*Text excerpt*
La Trobe University researchers say dying cells can leave behind a residue containing newly identified extracellular vesicles that help direct immune clearance, but laboratory experiments suggest influenza viruses may also use the vesicles to help spread.
Researchers at La Trobe University report they have identified a previously unknown step in the cell-death process in which dying cells leave behind a residue they call a “footprint of death.” According to the team, this residue contains a newly described type of extracellular vesicle, dubbed FOOD-derived apoptotic extracellular vesicles, or F-ApoEVs, which remain at the site where a cell dies and can help guide immune cells to clear cellular debris.
The findings were published in Nature Communications. The research was led by PhD candidate Stephanie Rutter in the laboratory of Professor Ivan Poon at the La Trobe Institute for Molecular Science.
In laboratory experiments using influenza-infected cells, the researchers found viral particles could hide inside the F-ApoEVs, a mechanism the team says could potentially allow infection to spread to neighboring cells while remaining concealed within the body’s normal cleanup process.
Poon said the work suggests cell fragmentation during programmed cell death is more complex and organized than previously believed, and could point to future treatment strategies that better support immune clearance. Rutter said the study highlights how dead-cell debris is normally removed to reduce inflammation and autoimmune disease risk—including conditions such as systemic lupus erythematosus—and that the team did not expect viruses to be able to take advantage of the same process.
The study’s co-leader, Dr. Georgia Atkin-Smith of the Walter and Eliza Hall Institute of Medical Research (WEHI), said the results indicate dying cells may continue to signal to the immune system after death in ways that can affect immune function.
La Trobe University said the project involved scientists from its Research Centre for Extracellular Vesicles, the La Trobe Institute for Molecular Science, and the School of Agriculture, Biomedicine and Environment, and was conducted in collaboration with researchers at WEHI and Toronto Metropolitan University in Canada. The team said the discovery could ultimately improve understanding of both infectious disease and autoimmune disorders, though the findings are based on laboratory observations and further research will be needed to determine how the process operates in living organisms and disease settings.

*What to produce*
Print the part of the cell-death article starting at "Researchers at La" and ending at "for Molecular Science.", word for word. The listing has no connection to the cell-death article.

*Excerpted data*
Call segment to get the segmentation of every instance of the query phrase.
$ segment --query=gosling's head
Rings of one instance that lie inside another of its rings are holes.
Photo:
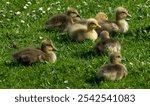
[[[126,17],[131,17],[128,11],[123,7],[116,8],[116,18],[117,19],[125,19]]]
[[[117,52],[110,54],[109,58],[110,58],[110,63],[115,63],[115,64],[121,63],[122,60],[121,54]]]
[[[73,22],[81,20],[80,14],[75,8],[68,8],[67,15],[72,18]]]
[[[108,16],[104,13],[104,12],[99,12],[96,16],[95,19],[97,21],[104,21],[104,20],[108,20]]]
[[[105,39],[109,39],[109,38],[110,38],[108,31],[102,31],[102,32],[100,33],[100,36],[101,36],[101,39],[102,39],[102,40],[105,40]]]
[[[87,27],[88,29],[95,29],[95,28],[101,28],[101,26],[98,24],[97,20],[94,18],[90,18],[87,20]]]
[[[52,51],[57,51],[52,41],[46,39],[42,41],[41,50],[47,54],[51,53]]]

*Reply*
Researchers at La Trobe University report they have identified a previously unknown step in the cell-death process in which dying cells leave behind a residue they call a “footprint of death.” According to the team, this residue contains a newly described type of extracellular vesicle, dubbed FOOD-derived apoptotic extracellular vesicles, or F-ApoEVs, which remain at the site where a cell dies and can help guide immune cells to clear cellular debris.
The findings were published in Nature Communications. The research was led by PhD candidate Stephanie Rutter in the laboratory of Professor Ivan Poon at the La Trobe Institute for Molecular Science.